__Set problem__. Copy out every record below, word for word.
━━━ Data
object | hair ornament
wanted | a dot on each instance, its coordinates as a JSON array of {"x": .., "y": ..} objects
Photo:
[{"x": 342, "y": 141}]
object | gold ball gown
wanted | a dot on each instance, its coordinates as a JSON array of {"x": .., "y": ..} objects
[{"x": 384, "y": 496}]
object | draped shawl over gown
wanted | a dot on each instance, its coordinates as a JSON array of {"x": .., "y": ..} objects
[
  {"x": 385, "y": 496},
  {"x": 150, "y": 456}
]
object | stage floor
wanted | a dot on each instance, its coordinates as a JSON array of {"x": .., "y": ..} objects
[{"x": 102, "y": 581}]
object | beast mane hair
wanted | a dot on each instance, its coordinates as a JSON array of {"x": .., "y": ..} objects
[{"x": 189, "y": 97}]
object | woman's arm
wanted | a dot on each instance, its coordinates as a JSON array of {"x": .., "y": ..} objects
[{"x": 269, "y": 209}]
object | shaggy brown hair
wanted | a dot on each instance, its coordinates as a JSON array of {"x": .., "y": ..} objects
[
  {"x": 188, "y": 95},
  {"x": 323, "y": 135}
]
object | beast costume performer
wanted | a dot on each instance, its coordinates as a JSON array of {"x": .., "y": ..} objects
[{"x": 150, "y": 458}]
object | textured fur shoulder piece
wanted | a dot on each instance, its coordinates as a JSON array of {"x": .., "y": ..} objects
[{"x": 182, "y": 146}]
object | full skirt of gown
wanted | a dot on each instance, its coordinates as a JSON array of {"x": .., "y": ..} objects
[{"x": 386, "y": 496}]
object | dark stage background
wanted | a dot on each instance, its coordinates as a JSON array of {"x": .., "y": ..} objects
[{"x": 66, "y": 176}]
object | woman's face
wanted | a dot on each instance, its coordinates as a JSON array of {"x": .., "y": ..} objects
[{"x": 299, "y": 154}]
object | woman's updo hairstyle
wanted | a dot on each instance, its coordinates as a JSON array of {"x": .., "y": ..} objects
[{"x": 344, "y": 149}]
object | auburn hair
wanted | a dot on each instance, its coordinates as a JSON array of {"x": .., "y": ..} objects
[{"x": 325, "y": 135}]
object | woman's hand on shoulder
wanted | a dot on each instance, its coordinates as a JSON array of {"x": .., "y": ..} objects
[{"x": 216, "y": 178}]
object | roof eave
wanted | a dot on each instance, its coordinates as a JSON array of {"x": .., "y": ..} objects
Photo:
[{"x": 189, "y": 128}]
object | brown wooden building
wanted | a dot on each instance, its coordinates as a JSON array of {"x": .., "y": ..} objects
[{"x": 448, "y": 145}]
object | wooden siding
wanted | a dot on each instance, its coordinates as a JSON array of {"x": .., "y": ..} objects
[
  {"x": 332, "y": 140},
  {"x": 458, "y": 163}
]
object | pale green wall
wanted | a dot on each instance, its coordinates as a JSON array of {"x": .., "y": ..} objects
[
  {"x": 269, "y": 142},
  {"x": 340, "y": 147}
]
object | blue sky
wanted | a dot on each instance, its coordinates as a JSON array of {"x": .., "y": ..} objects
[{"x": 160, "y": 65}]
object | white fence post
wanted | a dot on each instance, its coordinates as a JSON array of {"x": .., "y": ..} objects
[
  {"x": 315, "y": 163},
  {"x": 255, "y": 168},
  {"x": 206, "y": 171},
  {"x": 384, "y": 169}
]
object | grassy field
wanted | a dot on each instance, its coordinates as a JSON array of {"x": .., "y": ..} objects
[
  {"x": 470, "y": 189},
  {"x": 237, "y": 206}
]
━━━━━━
__Correct answer__.
object | hair ornament
wanted | a dot on each instance, its coordinates as a JSON array of {"x": .., "y": ..} objects
Photo:
[{"x": 342, "y": 141}]
object | gold ball gown
wanted | a dot on each instance, its coordinates as a JSON array of {"x": .., "y": ..} objects
[{"x": 384, "y": 496}]
object | draped shawl over gown
wanted | a dot on each instance, its coordinates as a JSON array of {"x": .., "y": ..} objects
[
  {"x": 385, "y": 496},
  {"x": 150, "y": 456}
]
object | stage floor
wanted | a dot on each instance, its coordinates as a JSON array of {"x": .., "y": ..} objects
[{"x": 102, "y": 581}]
object | beast mane hair
wanted | a dot on each instance, its coordinates as a JSON array of {"x": .., "y": ..} objects
[{"x": 189, "y": 97}]
object | woman's arm
wanted | a dot on each instance, its coordinates as a JSON array of {"x": .., "y": ..} objects
[{"x": 269, "y": 209}]
object | shaggy brown hair
wanted | a dot on each instance, its coordinates as a JSON array of {"x": .., "y": ..} objects
[
  {"x": 188, "y": 95},
  {"x": 323, "y": 135}
]
object | beast costume performer
wanted | a dot on each instance, its coordinates as a JSON array of {"x": .., "y": ..} objects
[{"x": 150, "y": 458}]
object | textured fur shoulder piece
wanted | a dot on each instance, its coordinates as a JSON array of {"x": .., "y": ..} objects
[{"x": 182, "y": 146}]
object | full skirt of gown
wanted | a dot on each instance, its coordinates as a JSON array of {"x": .., "y": ..} objects
[{"x": 386, "y": 496}]
object | dark stage background
wanted | a dot on each instance, its coordinates as a JSON array of {"x": .., "y": ..} objects
[{"x": 66, "y": 176}]
object | woman's face
wanted | a dot on each instance, its coordinates as a JSON array of {"x": .., "y": ..} objects
[{"x": 299, "y": 154}]
object | woman's updo hairstyle
wanted | a dot on each instance, its coordinates as a JSON array of {"x": .., "y": ..} objects
[{"x": 344, "y": 149}]
object | auburn hair
wanted | a dot on each instance, its coordinates as a JSON array of {"x": .., "y": ..} objects
[{"x": 325, "y": 135}]
object | woman's hand on shoulder
wanted | a dot on each instance, its coordinates as a JSON array of {"x": .., "y": ..} objects
[{"x": 216, "y": 178}]
object | roof eave
wanted | a dot on each instance, its coordinates as a JSON array of {"x": .., "y": ..} objects
Photo:
[{"x": 189, "y": 128}]
object | brown wooden building
wanted | a dot on each instance, its coordinates as a JSON array of {"x": .., "y": ..} objects
[{"x": 448, "y": 145}]
object | wooden siding
wanted | a dot on each instance, its coordinates as a JSON array of {"x": .., "y": ..} objects
[
  {"x": 332, "y": 140},
  {"x": 458, "y": 163}
]
object | pale green wall
wanted | a dot on each instance, its coordinates as a JSON array of {"x": .., "y": ..} objects
[
  {"x": 269, "y": 142},
  {"x": 340, "y": 147}
]
object | blue sky
wanted | a dot on each instance, its coordinates as a JSON array of {"x": .., "y": ..} objects
[{"x": 160, "y": 65}]
object | white fence post
wanted | a dot on each instance, its coordinates as a JSON array of {"x": .., "y": ..} objects
[
  {"x": 315, "y": 163},
  {"x": 255, "y": 168},
  {"x": 206, "y": 171},
  {"x": 384, "y": 169}
]
object | grassy field
wanted | a dot on each instance, its coordinates as a JSON array of {"x": .., "y": ..} objects
[
  {"x": 470, "y": 189},
  {"x": 237, "y": 206}
]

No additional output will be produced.